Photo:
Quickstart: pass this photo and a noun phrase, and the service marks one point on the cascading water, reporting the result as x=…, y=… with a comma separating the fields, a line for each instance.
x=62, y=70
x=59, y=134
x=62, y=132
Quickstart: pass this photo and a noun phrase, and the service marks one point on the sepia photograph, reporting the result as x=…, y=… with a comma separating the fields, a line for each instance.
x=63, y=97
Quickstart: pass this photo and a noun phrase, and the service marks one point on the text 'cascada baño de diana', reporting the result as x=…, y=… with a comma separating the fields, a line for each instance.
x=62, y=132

==

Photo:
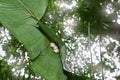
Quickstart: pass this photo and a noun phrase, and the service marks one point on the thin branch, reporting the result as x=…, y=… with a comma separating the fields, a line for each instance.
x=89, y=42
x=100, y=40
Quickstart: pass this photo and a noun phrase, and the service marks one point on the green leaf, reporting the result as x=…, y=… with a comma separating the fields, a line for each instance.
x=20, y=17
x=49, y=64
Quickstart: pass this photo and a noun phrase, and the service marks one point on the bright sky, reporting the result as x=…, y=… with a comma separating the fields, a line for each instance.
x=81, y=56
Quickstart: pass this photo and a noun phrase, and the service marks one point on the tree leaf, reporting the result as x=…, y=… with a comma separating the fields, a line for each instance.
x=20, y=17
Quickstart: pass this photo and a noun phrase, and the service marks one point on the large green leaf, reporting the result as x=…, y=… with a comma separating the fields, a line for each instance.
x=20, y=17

...

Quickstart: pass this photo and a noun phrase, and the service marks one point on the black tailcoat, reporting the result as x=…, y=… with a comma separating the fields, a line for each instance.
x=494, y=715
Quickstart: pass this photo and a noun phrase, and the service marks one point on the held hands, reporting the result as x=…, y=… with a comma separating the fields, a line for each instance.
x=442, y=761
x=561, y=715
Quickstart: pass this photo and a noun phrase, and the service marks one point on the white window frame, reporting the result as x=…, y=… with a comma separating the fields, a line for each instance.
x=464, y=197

Description of the task ▸ Rewrite the material starting at the line that contains "on the held" and ending at the line that contains "x=464, y=197", with "held hands" changed to "clasped hands" and nothing else altered. Give only those lines.

Answer to the problem ▸
Quickstart: pass this photo and a noun phrase, and the service marks one point on the clasped hands, reporting the result as x=…, y=… with a comma separating the fields, a line for each instance.
x=442, y=761
x=561, y=715
Quickstart: pass this photo and a noun phrase, and the service marks one point on the white window frame, reporting the result as x=…, y=… with a comma separating the fields, a line for each instance.
x=464, y=197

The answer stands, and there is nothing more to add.